> _ИСХОДНЫЙ ТЕКСТ_
%%

WS: Ведь и в Британии создавались великолепные сериалы. ХЛ: Один из аспектов, который, на мой взгляд, хорош в американской системе, что, в конце концов, кто бы что об этом ни думал, здесь производится несколько выдающихся драматических сериалов. Сейчас хорошее время для драмы на телевидении, несмотря на все сложности, все неопределенности и экономические проблемы. Невзирая на все это, сейчас отличное время, как мне кажется, в основном благодаря сценаристам. Этот мир полностью принадлежит сценаристам. Безусловно, в художественном кино и на британском телевидении сценаристы не занимают того места, которое им принадлежит в американской драме. Во-первых, они не продюсеры. Дэвид является исполнительным продюсером, и он вместе с Кэйти (Джейкобс) руководит сериалом. Этого нет в Британии, и этого нет в художественном кино. Мне это нравится, это дает больше возможностей.
Система пилотов, я даже не знаю, немного странная и, на мой взгляд, приводит к лишним потерям. С другой стороны, меня в некоторой степени убеждает тот факт, что люди не могут предсказать реакцию зрителей. Я думаю, мы должны достигнуть определенной стадии деградации в развитии человечества, чтобы один умный человек, сидя у себя в офисе, был в состоянии предсказать: «Если вы соедините этого актера с этим сценаристом и напишите вот такой сюжет с такими элементами, публике это понравится». Если такой день наступит, это будет очень печально.
Поэтому тот факт, что аудитория непредсказуема, непостоянна и обращает внимание на такие вещи, о которых никто и подумать не мог, и игнорирует то, что все считали, будет пользоваться успехом, означает наличие отходов производства. Поэтому люди делают пилоты и (говорят): «Я мог бы поклясться, что нас ждет громадный успех, и кто знает, почему это не сработало». Хотя это может показаться забавным, но мне это нравится. Я понимаю, что не мне приходится платить по счетам, но мне нравится тот факт, что мы не знаем, что мы не в состоянии выяснить, что на уме у зрителей, впрочем, должны ли мы? Это прекрасно, что мы стараемся удовлетворить их, стараемся догадаться, но, в конечном счете, это невозможно.

%%

> _ВАШЕ ЗАДАНИЕ_
Согласуются ли с текстом следующие утверждения? Ответьте на каждое «да» или «нет» и приведите решающие слова текста точной цитатой.
1. На британском телевидении сценарист обычно руководит сериалом как исполнительный продюсер.
2. Говорящий считает, что система пилотов приводит к лишним потерям.
3. По словам говорящего, в конечном счете можно угадать, что понравится зрителям.

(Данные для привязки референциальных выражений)

%%

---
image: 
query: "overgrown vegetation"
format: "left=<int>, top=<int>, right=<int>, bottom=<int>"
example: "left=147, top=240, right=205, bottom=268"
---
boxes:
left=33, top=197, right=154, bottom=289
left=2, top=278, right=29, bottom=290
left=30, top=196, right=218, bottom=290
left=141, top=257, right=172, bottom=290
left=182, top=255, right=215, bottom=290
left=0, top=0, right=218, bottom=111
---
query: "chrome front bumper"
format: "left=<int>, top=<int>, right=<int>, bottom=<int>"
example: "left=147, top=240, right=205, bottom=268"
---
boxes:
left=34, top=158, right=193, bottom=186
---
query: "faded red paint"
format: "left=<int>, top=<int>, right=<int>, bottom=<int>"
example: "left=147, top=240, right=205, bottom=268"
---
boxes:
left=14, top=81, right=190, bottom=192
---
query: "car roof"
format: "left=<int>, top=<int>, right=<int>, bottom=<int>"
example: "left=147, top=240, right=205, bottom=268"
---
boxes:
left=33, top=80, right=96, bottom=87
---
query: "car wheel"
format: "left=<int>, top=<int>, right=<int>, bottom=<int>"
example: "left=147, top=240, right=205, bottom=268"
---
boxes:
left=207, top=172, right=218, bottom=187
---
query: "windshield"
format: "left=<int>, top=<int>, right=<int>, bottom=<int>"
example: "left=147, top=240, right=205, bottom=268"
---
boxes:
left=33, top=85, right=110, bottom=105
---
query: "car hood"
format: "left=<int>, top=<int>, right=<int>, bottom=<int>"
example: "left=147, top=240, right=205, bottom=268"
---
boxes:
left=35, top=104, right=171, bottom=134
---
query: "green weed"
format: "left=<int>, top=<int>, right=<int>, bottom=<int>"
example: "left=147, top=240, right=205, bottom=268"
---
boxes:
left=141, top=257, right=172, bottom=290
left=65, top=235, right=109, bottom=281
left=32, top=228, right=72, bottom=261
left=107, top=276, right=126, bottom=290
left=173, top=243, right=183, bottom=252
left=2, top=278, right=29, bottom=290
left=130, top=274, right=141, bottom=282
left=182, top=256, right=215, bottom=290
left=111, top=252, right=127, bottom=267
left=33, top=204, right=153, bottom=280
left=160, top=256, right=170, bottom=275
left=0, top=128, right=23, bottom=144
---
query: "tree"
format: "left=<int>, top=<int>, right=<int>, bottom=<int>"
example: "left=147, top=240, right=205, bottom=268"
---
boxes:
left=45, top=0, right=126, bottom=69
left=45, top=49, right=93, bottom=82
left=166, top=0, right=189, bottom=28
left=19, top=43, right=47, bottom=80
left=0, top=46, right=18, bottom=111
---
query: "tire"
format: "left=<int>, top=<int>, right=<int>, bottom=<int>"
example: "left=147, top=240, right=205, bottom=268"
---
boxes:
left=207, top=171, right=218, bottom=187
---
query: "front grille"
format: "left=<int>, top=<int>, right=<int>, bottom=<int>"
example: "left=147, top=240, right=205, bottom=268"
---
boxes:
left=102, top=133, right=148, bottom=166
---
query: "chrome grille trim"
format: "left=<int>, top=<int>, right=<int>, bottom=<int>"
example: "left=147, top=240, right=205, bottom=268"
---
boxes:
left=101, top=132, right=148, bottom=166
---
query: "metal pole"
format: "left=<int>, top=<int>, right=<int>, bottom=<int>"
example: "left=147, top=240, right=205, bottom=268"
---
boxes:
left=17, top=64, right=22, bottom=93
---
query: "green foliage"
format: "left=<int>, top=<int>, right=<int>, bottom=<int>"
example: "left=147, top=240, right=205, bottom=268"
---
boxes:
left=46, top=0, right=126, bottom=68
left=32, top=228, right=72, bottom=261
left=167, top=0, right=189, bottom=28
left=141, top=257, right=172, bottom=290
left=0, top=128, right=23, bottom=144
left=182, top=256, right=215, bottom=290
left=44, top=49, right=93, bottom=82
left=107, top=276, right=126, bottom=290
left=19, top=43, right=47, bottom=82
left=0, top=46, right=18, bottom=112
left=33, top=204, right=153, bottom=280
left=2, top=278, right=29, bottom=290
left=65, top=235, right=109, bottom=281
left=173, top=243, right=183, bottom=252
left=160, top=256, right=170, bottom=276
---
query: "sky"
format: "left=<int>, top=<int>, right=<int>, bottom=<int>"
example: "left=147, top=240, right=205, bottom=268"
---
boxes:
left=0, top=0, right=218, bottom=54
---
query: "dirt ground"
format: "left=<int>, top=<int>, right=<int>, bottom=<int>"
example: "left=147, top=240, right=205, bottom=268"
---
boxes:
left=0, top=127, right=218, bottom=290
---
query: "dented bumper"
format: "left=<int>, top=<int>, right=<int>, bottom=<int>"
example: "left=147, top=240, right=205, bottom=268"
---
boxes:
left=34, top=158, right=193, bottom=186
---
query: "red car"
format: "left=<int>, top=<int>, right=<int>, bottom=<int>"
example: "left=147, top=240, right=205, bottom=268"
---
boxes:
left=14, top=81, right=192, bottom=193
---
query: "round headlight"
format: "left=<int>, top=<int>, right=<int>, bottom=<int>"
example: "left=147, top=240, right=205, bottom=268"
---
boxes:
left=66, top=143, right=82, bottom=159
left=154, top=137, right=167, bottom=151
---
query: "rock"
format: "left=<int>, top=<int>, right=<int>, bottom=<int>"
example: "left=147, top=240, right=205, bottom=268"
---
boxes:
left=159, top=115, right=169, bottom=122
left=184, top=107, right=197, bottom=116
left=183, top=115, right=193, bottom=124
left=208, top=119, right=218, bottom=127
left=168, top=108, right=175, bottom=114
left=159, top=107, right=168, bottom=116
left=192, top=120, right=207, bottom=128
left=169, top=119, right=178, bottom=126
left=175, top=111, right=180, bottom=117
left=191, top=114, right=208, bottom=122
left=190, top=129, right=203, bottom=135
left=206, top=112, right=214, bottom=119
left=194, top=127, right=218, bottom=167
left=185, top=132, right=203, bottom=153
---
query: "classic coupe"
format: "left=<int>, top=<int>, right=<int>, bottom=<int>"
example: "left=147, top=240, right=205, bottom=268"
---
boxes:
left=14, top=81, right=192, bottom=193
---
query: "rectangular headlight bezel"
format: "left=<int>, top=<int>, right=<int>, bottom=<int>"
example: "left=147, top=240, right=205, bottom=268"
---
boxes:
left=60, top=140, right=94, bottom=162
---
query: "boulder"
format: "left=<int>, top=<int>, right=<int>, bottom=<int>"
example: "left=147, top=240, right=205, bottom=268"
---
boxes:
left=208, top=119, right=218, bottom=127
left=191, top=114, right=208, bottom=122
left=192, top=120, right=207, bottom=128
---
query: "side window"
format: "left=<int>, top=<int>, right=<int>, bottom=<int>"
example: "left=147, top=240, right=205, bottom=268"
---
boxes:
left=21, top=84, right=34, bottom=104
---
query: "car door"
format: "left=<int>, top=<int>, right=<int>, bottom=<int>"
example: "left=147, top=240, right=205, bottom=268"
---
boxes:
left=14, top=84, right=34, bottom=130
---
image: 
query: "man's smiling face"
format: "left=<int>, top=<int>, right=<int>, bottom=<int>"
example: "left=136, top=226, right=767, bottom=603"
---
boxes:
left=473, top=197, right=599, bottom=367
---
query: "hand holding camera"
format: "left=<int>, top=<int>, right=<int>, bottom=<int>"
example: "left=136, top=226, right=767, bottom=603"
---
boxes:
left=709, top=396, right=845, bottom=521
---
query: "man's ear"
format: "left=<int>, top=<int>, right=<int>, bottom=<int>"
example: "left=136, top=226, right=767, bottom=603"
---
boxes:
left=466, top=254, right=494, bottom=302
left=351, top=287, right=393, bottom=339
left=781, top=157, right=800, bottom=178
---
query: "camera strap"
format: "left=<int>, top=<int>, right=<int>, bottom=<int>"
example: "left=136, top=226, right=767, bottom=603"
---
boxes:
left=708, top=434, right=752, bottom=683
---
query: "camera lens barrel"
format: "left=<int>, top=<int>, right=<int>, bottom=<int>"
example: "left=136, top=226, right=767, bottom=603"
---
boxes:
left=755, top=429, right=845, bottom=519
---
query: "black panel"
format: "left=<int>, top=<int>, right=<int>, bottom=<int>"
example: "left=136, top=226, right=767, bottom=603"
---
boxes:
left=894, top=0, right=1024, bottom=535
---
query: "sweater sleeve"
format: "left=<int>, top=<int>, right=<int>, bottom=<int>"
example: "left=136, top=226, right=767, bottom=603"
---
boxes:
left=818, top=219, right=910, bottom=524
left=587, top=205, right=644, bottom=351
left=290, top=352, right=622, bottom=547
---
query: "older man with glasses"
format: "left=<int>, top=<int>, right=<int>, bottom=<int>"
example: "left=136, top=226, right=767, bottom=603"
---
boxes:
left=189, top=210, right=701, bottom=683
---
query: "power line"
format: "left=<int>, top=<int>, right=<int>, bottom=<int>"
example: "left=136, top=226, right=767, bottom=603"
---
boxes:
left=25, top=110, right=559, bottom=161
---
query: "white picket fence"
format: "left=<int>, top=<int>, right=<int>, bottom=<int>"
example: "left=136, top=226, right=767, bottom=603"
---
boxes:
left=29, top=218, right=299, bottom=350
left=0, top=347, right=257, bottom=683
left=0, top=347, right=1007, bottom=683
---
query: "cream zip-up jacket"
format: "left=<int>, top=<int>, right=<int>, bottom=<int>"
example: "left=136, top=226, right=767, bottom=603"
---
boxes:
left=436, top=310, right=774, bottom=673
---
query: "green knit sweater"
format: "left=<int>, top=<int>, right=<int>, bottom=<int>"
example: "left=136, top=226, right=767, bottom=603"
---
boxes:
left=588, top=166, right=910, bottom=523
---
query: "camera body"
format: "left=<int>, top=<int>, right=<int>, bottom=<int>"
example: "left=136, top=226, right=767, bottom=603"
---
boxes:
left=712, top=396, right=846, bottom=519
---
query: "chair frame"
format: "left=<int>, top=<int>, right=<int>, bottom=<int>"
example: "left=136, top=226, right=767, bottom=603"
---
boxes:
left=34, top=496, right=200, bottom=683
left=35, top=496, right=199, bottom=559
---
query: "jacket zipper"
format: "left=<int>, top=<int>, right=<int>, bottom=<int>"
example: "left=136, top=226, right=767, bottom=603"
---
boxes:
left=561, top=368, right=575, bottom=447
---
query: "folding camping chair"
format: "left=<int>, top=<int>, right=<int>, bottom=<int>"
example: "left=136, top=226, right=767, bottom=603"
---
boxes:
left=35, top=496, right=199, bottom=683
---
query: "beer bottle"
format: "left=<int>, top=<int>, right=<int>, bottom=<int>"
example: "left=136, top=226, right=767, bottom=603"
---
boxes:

%%

> _ОТВЕТ НИЖЕ_
1. Нет: «Этого нет в Британии, и этого нет в художественном кино».
2. Да: «Система пилотов, я даже не знаю, немного странная и, на мой взгляд, приводит к лишним потерям».
3. Нет: «Это прекрасно, что мы стараемся удовлетворить их, стараемся догадаться, но, в конечном счете, это невозможно».